#### [Source text]
What our YAML will look like

One semantic_model file (the GL fact):

semantic_models:
  - name: gl_entry
    description: "GL line items with all dimensions resolved."
    model: ref('fct_gl_entry')

    entities:
      - name: entity        # region_a | region_b
        type: foreign
        expr: entity_id
      - name: lob           # roll_off | fec | residential | portable
        type: foreign
        expr: lob_id

    dimensions:
      - name: period
        type: time
        type_params:
          time_granularity: month
        expr: period
      - name: account_category
        type: categorical
      - name: is_capitalized
        type: categorical
      - name: is_revenue
        type: categorical

    measures:
      - name: signed_amount
        agg: sum
        expr: signed_amount
        agg_time_dimension: period

One metrics file (the 7 business metrics):

metrics:
  - name: revenue
    description: "Total revenue (4xxxx accounts), Acme-side. Negate for display."
    type: simple
    type_params:
      measure: signed_amount
    filter: "{{ Dimension('gl_entry__is_revenue') }} = true"
    # Multiply by -1 in the published view (revenue is stored as credits).

  - name: disposal_cost
    description: "Disposal cost (53xxx accounts)."

#### [Stored records]
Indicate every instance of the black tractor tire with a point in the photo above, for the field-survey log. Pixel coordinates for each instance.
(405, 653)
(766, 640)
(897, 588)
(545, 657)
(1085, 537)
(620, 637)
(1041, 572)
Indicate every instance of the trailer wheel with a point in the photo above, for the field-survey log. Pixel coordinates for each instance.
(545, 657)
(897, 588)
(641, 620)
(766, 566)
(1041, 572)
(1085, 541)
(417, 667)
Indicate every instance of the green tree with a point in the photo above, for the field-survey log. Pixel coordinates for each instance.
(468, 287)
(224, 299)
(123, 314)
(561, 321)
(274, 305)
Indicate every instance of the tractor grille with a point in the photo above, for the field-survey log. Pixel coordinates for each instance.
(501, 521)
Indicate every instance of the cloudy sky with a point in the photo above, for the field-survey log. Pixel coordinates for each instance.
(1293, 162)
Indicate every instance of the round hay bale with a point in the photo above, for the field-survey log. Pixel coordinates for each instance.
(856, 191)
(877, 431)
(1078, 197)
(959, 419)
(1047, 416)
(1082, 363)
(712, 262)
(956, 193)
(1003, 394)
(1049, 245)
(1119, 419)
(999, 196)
...
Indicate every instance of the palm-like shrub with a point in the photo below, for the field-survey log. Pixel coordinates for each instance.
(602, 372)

#### [Stated goal A]
Write out the part of the dbt YAML excerpt between "One metrics file" and "stored as credits).", inclusive.
#### [Stated goal B]
Extend the dbt YAML excerpt past its final line.

#### [Final result A]
One metrics file (the 7 business metrics):

metrics:
  - name: revenue
    description: "Total revenue (4xxxx accounts), Acme-side. Negate for display."
    type: simple
    type_params:
      measure: signed_amount
    filter: "{{ Dimension('gl_entry__is_revenue') }} = true"
    # Multiply by -1 in the published view (revenue is stored as credits).

#### [Final result B]
    type: simple
    type_params:
      measure: signed_amount
    filter: "{{ Dimension('gl_entry__account_category') }} = 'disposal'"

  - name: rm_cost
    description: "R&M (55xxx + 56xxx + 57xxx, EXCLUDING capitalized)."
    type: simple
    type_params:
      measure: signed_amount
    filter: |
      {{ Dimension('gl_entry__account_category') }} IN ('truck_rm', 'container_rm', 'portable_rm')
      AND {{ Dimension('gl_entry__is_capitalized') }} = false

  - name: total_costs_cogs_sga_minus_da
    description: "COGS + SG&A − D&A (5xxxx + 6xxxx, excluding D&A and Capitalized)."
    type: simple
    type_params:
      measure: signed_amount
    filter: |
      {{ Dimension('gl_entry__is_in_total_costs') }} = true

Then dbt build --select +metric:revenue compiles these into SQL, materializes the rows, and puts them in gold.metric_value.

The stakeholder bridge — how the controller's PDF rows map to metric × dim tuples

-- registry.metric_published (seed, then evolved as we ratify more)
-- One row per controller-published metric. The bridge from stakeholder language
-- to dimensional language.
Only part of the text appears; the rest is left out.